● **ARTICLE**:
-- start --

Re: [virtio-dev] [PATCH v13 0/5] Virtio-balloon Enhancement

2017-10-26 Thread Adam Tao
On Thu, Aug 03, 2017 at 02:38:14PM +0800, Wei Wang wrote:
> This patch series enhances the existing virtio-balloon with the following
> new features:
> 1) fast ballooning: transfer ballooned pages between the guest and host in
> chunks using sgs, instead of one by one; and
> 2) free_page_vq: a new virtqueue to report guest free pages to the host.
> 
Hi wei,
The reason we add the new vq for the migration feature is based on
what(original design based on inflate and deflate vq)?
I am wondering if we add new feature in the future do we still need to add new 
type
of vq?
Do we need to add one command queue for the common purpose(including
different type of requests except the in/deflate ones)?
Thanks
Adam
> The second feature can be used to accelerate live migration of VMs. Here
> are some details:
> 
> Live migration needs to transfer the VM's memory from the source machine
> to the destination round by round. For the 1st round, all the VM's memory
> is transferred. From the 2nd round, only the pieces of memory that were
> written by the guest (after the 1st round) are transferred. One method
> that is popularly used by the hypervisor to track which part of memory is
> written is to write-protect all the guest memory.

-- end --

● **INFORMATION SUPPLIED**:
-- start --

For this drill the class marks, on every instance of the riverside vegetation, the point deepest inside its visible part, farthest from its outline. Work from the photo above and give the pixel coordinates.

-- end --

● **GIVEN PROBLEM A**: In the virtio-balloon thread, what is the new virtqueue in the patch series called, and what does it report?
● **GIVEN PROBLEM B**: Summarize the virtio-balloon thread in three sentences.

● **EXPECTED OUTPUT A**: It is called free_page_vq, and it reports guest free pages to the host.

● **EXPECTED OUTPUT B**: A patch series adds two features to virtio-balloon: fast ballooning, which moves ballooned pages between guest and host in chunks using sgs instead of one by one, and free_page_vq, a new virtqueue that reports guest free pages to the host. The second feature can speed up live migration, which transfers all of a VM's memory in the first round and then only the memory the guest has written since. A reply asks what the new migration virtqueue is based on, whether future features will each need a new type of virtqueue, and whether a common command queue should be added for requests other than inflate and deflate.